-- begin --

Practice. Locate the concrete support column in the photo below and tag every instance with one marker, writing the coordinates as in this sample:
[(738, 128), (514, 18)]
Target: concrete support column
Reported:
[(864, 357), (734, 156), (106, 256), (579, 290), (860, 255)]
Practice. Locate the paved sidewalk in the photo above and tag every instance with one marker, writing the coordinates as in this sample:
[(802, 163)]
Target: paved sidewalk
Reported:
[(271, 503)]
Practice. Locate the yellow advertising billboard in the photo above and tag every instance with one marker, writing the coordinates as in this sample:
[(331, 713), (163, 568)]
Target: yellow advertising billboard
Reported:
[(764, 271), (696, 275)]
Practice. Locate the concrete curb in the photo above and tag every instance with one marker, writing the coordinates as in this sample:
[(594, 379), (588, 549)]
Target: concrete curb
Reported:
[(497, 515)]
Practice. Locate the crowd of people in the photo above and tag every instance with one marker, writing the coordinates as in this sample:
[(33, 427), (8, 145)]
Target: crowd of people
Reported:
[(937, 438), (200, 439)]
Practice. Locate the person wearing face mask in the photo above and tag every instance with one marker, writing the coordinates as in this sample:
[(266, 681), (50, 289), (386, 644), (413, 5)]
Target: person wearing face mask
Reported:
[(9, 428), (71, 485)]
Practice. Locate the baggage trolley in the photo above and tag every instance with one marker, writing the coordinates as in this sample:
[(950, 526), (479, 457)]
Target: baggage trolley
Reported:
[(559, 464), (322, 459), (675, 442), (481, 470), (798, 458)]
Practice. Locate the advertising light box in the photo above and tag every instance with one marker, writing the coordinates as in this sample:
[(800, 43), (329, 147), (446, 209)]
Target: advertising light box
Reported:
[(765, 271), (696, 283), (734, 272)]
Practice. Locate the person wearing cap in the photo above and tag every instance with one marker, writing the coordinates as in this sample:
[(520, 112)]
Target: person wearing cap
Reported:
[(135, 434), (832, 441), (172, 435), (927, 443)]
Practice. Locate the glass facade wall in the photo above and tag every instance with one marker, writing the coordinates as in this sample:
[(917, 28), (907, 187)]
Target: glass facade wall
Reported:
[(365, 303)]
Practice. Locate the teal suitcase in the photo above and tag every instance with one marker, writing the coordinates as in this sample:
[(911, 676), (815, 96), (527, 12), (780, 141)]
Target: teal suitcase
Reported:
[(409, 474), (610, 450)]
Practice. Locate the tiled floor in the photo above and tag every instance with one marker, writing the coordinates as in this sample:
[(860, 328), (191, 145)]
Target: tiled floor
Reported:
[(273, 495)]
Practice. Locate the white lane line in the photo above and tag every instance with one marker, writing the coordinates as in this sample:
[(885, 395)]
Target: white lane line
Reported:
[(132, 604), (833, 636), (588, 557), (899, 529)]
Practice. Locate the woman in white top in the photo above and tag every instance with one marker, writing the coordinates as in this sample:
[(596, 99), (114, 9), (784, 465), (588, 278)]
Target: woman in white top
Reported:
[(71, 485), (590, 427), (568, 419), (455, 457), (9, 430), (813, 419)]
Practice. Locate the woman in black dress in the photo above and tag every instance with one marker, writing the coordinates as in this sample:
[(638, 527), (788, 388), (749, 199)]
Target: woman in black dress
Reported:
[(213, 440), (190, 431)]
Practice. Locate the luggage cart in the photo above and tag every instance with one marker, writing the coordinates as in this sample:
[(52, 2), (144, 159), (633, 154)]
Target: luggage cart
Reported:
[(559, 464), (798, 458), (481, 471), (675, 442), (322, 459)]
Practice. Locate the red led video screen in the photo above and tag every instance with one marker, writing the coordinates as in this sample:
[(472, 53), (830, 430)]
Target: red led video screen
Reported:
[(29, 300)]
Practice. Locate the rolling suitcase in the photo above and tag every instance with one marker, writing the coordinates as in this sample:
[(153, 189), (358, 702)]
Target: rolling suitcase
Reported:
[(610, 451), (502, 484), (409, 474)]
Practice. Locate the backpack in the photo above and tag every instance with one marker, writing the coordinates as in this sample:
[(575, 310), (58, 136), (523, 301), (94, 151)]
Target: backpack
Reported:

-- end --

### STATED TASK
Each line above is to be repeated exactly.

### TASK RESULT
Practice. Locate the concrete support column in the photo below and tag every instance with one marker, writing the coordinates as in this sample:
[(738, 128), (514, 18)]
Target: concrete support column
Reported:
[(864, 357), (734, 156), (106, 256), (579, 290), (860, 255)]
Practice. Locate the paved sidewalk in the photo above and tag every instance with one marker, writing the coordinates as in this sample:
[(802, 163)]
Target: paved sidewalk
Reported:
[(271, 503)]
Practice. Locate the yellow advertising billboard in the photo above and tag every instance with one marker, writing the coordinates as in this sample:
[(331, 713), (163, 568)]
Target: yellow advertising billboard
Reported:
[(764, 271), (696, 275)]
Practice. Locate the concrete curb in the photo above and tag every instance with one marker, writing the coordinates as in this sample:
[(594, 379), (588, 549)]
Target: concrete curb
Reported:
[(497, 515)]
Practice. Locate the crowd of people in the photo above and tag every instance with one marker, writing the coordinates as in this sample:
[(33, 427), (8, 145)]
Target: crowd of people
Reported:
[(937, 438), (200, 439)]
Practice. Locate the person wearing face mask in the photo above and tag every instance with one marker, writing the coordinates as in this sample:
[(266, 681), (50, 289), (386, 644), (413, 5)]
Target: person wearing face mask
Reported:
[(9, 428), (71, 485)]
Practice. Locate the baggage trolley in the photo above and tag every instance with one marker, writing the coordinates as in this sample:
[(950, 526), (479, 457)]
Target: baggage trolley
Reported:
[(559, 464), (322, 459), (675, 442), (481, 470), (798, 458)]
Practice. Locate the advertising light box in the photo above and tag every instance with one marker, writing the coordinates as in this sample:
[(800, 43), (329, 147), (446, 209)]
Target: advertising light box
Reported:
[(765, 271), (696, 283), (734, 272)]
Practice. Locate the person wearing cap in the photo above and tag every instance with one marker, writing the coordinates as in this sample:
[(520, 112)]
Target: person wearing cap
Reported:
[(135, 434), (832, 441), (172, 435), (927, 443)]
Practice. Locate the glass facade wall in the photo above and tag every instance with one marker, writing the coordinates as in this sample:
[(917, 28), (907, 187)]
Target: glass facade wall
Reported:
[(365, 303)]
Practice. Locate the teal suitcase in the photo above and tag every instance with one marker, writing the coordinates as in this sample:
[(911, 676), (815, 96), (527, 12), (780, 141)]
Target: teal suitcase
Reported:
[(409, 474), (610, 450)]
Practice. Locate the tiled floor in the photo above and tag every instance with one marker, writing the coordinates as in this sample:
[(860, 328), (191, 145)]
Target: tiled floor
Reported:
[(273, 495)]
Practice. Locate the white lane line in the photo above and tag every instance with one marker, writing the coordinates as in this sample:
[(885, 395)]
Target: white lane line
Reported:
[(132, 604), (833, 636), (588, 557), (899, 529)]
Practice. Locate the woman in white top in the photo above and tag every instance with one marker, writing the coordinates as in this sample:
[(596, 99), (114, 9), (784, 465), (588, 278)]
Target: woman in white top
Reported:
[(71, 485), (590, 427), (568, 419), (455, 457), (9, 430), (813, 419)]
Practice. Locate the woman in black dress in the photo above and tag every instance with one marker, writing the coordinates as in this sample:
[(638, 527), (788, 388), (749, 199)]
Target: woman in black dress
Reported:
[(213, 440), (190, 431)]
Practice. Locate the luggage cart in the photo above and tag every instance with one marker, writing the coordinates as in this sample:
[(52, 2), (144, 159), (633, 154)]
Target: luggage cart
Reported:
[(559, 464), (798, 458), (481, 471), (675, 442), (322, 459)]
Practice. Locate the red led video screen in the photo above and tag every instance with one marker, writing the coordinates as in this sample:
[(472, 53), (830, 430)]
Target: red led video screen
Reported:
[(29, 300)]
Practice. Locate the rolling suitcase in the photo above and tag every instance with one marker, writing the coordinates as in this sample:
[(153, 189), (358, 702)]
Target: rolling suitcase
Reported:
[(610, 451), (502, 484), (409, 474)]
Practice. Locate the backpack in the photo above and tag every instance with one marker, writing the coordinates as in this sample:
[(575, 310), (58, 136), (523, 301), (94, 151)]
Target: backpack
Reported:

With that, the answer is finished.